(PROBLEM TO SOLVE)
Each entry that follows should be given again word for word; please leave out its pictures.

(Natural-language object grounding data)
[Start of Attachment]
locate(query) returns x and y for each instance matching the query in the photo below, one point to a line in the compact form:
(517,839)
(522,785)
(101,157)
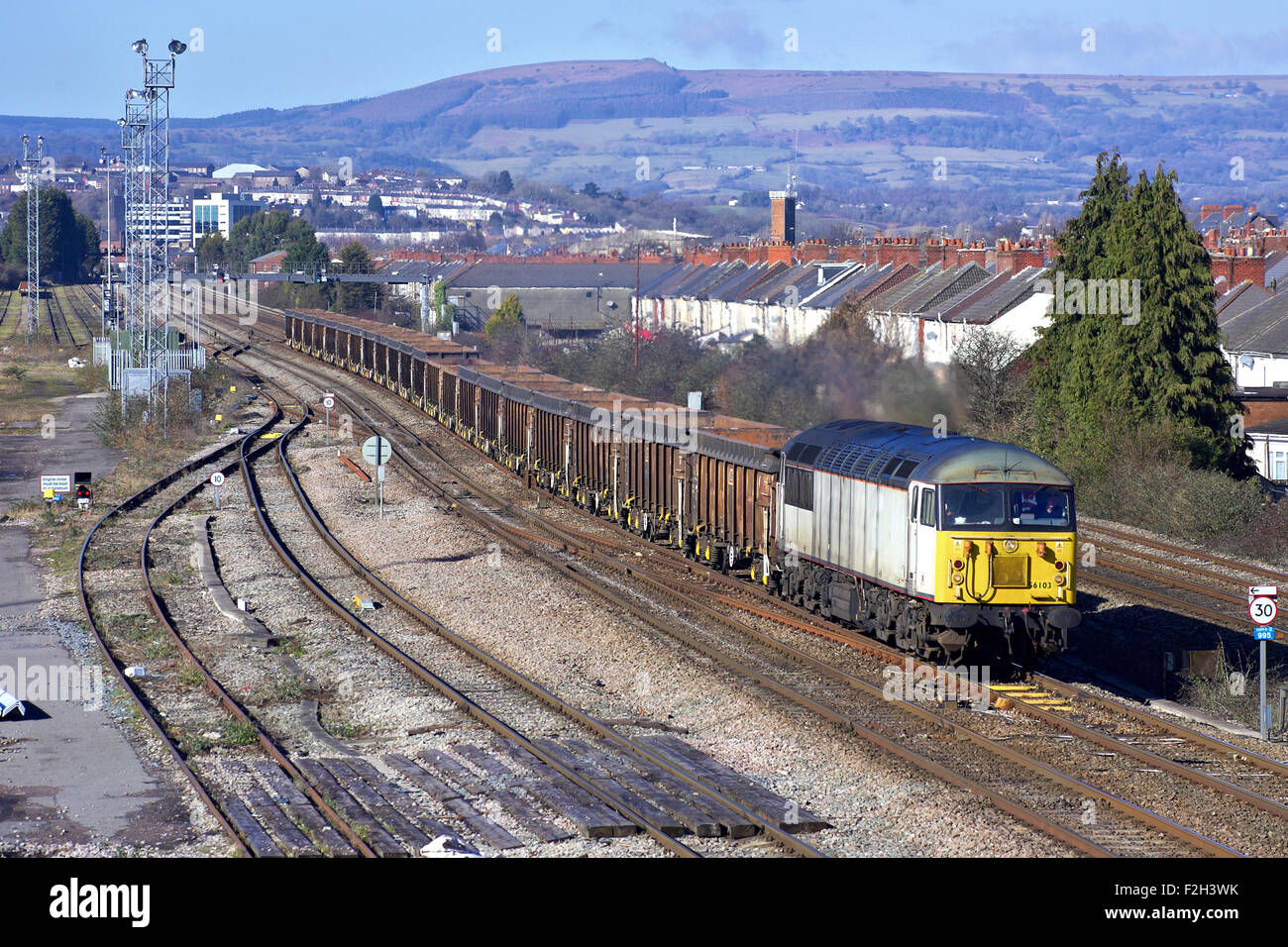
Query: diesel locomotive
(953,548)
[End of Attachment]
(OUTPUT FOR THIS EXERCISE)
locate(query) returns x and y for each instance matching the query in the photo below, one point to a line in the compact form:
(517,839)
(522,785)
(101,157)
Query: diesel locomotive
(953,548)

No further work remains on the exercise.